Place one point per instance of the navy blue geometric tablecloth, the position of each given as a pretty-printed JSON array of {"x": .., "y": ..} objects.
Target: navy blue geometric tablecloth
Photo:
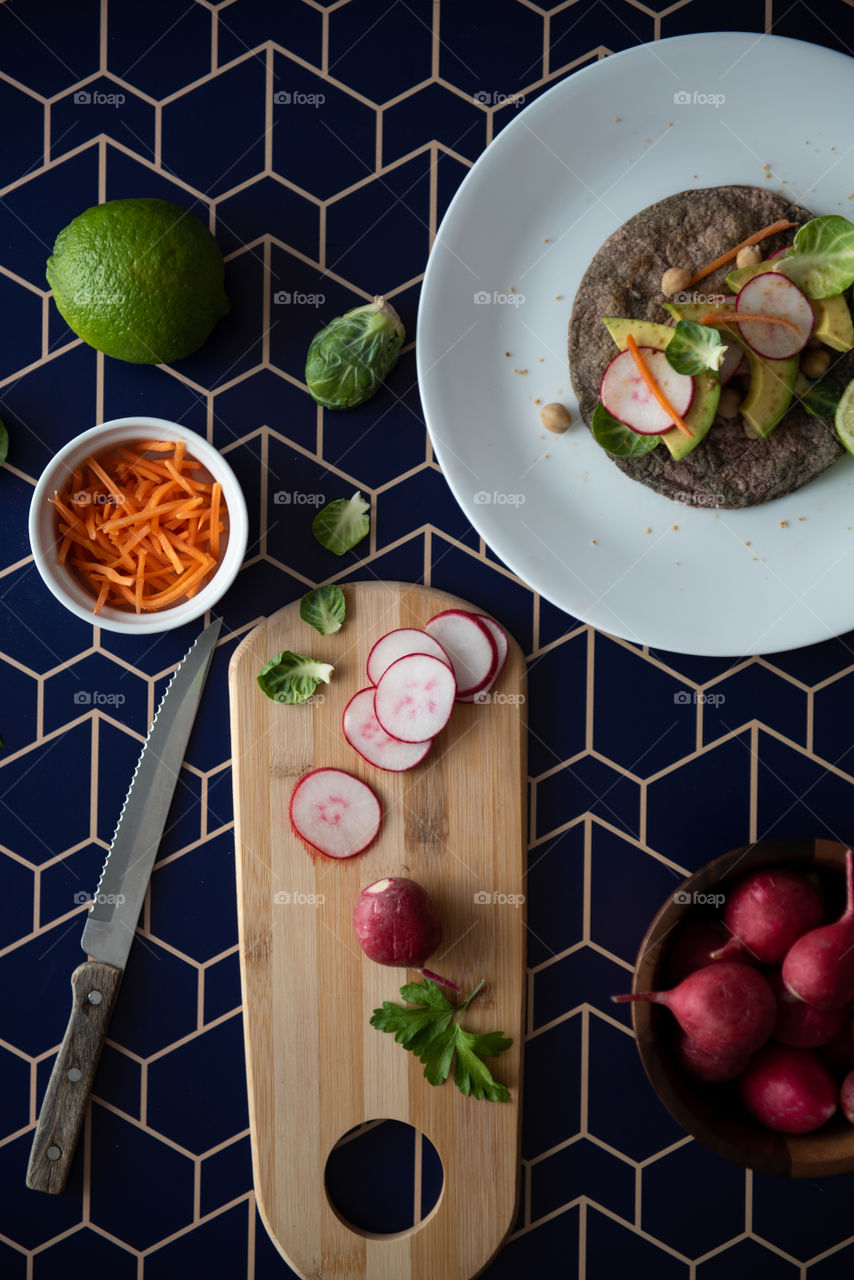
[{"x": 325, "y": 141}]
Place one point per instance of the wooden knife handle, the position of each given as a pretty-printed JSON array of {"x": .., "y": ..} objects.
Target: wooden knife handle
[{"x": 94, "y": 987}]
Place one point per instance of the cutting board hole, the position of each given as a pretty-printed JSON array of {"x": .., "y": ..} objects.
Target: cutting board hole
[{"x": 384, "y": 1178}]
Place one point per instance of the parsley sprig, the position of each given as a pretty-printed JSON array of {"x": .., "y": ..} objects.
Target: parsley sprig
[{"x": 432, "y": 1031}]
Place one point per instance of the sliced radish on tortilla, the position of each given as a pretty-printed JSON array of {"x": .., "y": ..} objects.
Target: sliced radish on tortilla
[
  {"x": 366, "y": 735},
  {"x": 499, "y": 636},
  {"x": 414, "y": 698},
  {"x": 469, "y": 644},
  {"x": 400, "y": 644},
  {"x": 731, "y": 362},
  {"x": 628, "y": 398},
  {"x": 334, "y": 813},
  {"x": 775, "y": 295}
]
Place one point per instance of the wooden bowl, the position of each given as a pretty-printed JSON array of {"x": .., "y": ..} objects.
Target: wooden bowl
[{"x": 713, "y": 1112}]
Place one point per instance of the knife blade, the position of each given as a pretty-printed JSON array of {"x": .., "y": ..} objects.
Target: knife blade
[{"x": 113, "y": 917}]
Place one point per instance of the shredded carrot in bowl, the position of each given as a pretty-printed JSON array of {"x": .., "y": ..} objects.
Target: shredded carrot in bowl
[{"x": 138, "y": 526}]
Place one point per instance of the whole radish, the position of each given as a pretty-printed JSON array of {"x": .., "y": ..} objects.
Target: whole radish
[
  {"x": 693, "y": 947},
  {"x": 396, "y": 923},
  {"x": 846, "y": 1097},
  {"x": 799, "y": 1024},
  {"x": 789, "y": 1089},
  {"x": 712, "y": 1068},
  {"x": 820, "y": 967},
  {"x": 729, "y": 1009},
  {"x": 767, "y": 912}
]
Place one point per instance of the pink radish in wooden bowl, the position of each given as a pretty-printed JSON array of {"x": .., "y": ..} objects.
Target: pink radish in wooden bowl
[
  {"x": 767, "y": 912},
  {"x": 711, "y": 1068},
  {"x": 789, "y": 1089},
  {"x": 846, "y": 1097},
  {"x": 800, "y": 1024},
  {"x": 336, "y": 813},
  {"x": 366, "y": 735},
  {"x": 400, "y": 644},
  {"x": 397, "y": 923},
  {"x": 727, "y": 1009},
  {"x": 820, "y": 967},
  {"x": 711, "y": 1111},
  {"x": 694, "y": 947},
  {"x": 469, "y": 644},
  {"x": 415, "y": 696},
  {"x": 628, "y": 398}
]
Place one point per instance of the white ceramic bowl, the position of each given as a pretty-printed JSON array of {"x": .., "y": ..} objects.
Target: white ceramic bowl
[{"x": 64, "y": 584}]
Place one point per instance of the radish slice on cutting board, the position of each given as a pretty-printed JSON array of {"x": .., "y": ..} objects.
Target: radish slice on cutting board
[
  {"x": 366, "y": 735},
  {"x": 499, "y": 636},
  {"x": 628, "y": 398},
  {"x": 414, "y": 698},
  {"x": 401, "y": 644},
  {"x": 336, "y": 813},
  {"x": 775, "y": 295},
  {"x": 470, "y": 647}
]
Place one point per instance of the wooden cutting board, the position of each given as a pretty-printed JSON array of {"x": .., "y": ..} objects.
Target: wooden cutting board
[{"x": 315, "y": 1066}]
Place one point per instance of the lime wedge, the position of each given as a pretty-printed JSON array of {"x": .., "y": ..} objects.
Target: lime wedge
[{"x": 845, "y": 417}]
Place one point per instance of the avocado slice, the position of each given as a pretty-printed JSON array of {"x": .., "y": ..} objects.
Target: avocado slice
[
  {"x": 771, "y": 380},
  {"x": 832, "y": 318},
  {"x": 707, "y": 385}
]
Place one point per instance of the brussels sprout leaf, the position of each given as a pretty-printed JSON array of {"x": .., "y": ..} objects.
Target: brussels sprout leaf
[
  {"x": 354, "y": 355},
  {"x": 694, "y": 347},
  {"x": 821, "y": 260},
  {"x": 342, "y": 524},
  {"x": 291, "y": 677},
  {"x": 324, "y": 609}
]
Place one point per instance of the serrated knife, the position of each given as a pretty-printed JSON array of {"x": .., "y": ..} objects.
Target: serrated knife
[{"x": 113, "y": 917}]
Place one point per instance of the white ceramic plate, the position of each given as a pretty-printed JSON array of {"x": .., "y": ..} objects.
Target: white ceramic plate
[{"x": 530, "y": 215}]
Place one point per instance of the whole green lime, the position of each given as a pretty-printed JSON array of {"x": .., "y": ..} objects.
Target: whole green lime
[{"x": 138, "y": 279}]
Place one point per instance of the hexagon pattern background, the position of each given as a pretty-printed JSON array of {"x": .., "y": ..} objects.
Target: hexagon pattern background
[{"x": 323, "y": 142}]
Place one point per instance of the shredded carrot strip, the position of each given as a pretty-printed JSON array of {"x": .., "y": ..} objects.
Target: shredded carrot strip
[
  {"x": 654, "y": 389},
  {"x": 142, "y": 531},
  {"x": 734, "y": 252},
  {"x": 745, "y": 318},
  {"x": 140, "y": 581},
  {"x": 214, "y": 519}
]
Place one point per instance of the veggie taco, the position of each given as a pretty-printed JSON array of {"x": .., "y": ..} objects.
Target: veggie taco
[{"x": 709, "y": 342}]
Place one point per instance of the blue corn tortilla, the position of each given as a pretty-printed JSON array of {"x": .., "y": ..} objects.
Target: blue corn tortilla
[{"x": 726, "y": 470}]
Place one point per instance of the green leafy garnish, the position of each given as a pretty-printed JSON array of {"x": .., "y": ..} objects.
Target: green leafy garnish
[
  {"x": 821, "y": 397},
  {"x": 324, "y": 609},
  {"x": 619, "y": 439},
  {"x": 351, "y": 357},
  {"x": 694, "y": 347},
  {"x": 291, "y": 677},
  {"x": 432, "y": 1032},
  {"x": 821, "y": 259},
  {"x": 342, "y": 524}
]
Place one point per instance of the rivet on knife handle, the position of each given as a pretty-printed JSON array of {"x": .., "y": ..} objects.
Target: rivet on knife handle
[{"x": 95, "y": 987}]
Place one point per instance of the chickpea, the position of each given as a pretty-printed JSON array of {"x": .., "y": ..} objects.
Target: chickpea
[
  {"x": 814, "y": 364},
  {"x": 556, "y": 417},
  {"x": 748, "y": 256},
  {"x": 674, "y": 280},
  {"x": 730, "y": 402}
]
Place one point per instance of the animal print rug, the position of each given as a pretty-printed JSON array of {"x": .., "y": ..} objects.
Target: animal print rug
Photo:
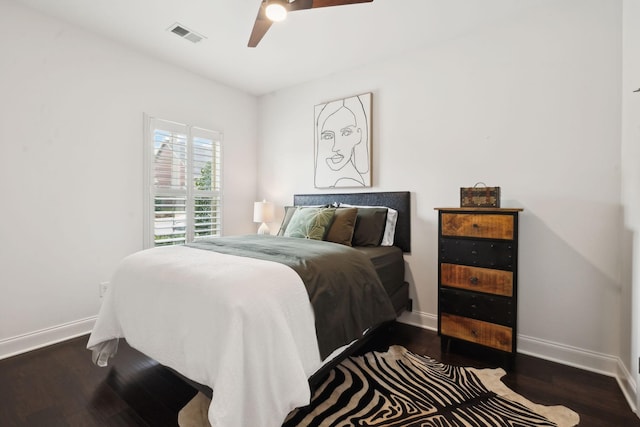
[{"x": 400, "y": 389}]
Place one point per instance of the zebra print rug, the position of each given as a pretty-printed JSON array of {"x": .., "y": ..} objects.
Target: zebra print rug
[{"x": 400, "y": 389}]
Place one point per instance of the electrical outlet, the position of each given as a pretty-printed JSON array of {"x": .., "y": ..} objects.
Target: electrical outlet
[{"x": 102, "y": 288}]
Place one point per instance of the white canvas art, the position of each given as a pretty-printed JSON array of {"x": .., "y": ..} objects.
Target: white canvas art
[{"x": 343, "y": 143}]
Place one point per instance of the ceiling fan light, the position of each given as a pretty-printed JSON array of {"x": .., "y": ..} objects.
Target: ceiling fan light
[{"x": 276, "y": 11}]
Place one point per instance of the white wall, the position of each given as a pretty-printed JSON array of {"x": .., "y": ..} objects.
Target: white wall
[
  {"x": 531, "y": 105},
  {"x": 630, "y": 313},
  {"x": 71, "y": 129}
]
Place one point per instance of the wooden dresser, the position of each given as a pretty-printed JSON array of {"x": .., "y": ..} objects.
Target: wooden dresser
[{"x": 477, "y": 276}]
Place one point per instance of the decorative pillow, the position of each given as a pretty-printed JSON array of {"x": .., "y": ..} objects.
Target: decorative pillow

___

Leave out every picture, and repeat word for word only the lines from the one holding "Place one point per instance of the rivet" through the end of the entries above, both ends included.

Place one point per instance of the rivet on knife handle, the position of each given as a pretty-printed JSON array of {"x": .., "y": ..} objects.
Target: rivet on knife handle
[{"x": 95, "y": 987}]
Place one point per instance of the chickpea, the position of each given as a pretty-printed JSON array of {"x": .., "y": ..} objects.
Target: chickpea
[
  {"x": 814, "y": 364},
  {"x": 556, "y": 417},
  {"x": 748, "y": 256},
  {"x": 674, "y": 280},
  {"x": 730, "y": 402}
]
Place one point per instance of the animal print rug, the position of each given as a pretty-printed JSON array of {"x": .., "y": ..} objects.
Target: animal print rug
Photo:
[{"x": 400, "y": 389}]
Place one point per instance of the zebra print rug, the position of each given as a pretty-printed JSON array of {"x": .., "y": ..} objects.
Target: zebra print rug
[{"x": 400, "y": 389}]
Place one point per instance of the electrical outlet, the position of each given as a pretty-printed JSON array of {"x": .., "y": ..} objects.
Target: electrical outlet
[{"x": 102, "y": 288}]
Place one point per instance of the white canvas art, the position of each given as a pretty-printed JSON array of {"x": .., "y": ..} objects.
Target: white canvas art
[{"x": 343, "y": 143}]
Place one point per instance of the ceiling fan light, the position of each given as a pretty-printed JSON array of {"x": .., "y": ..} objects.
Target: ceiling fan light
[{"x": 276, "y": 11}]
Place one point per instance of the white wall, the position of each given as a pretty-printed JSON array of {"x": .., "y": ..} objects.
Target: white wall
[
  {"x": 531, "y": 105},
  {"x": 630, "y": 313},
  {"x": 71, "y": 129}
]
Place one point per instance of the wooden dresser, the position of each given as a pretty-printed JSON array of {"x": .., "y": ..} objects.
Target: wooden dresser
[{"x": 477, "y": 276}]
Place one point per instance of the decorative pillow, the position of each given as a pretty-printed JSON array of {"x": .., "y": ..} objects.
Target: decorative pillow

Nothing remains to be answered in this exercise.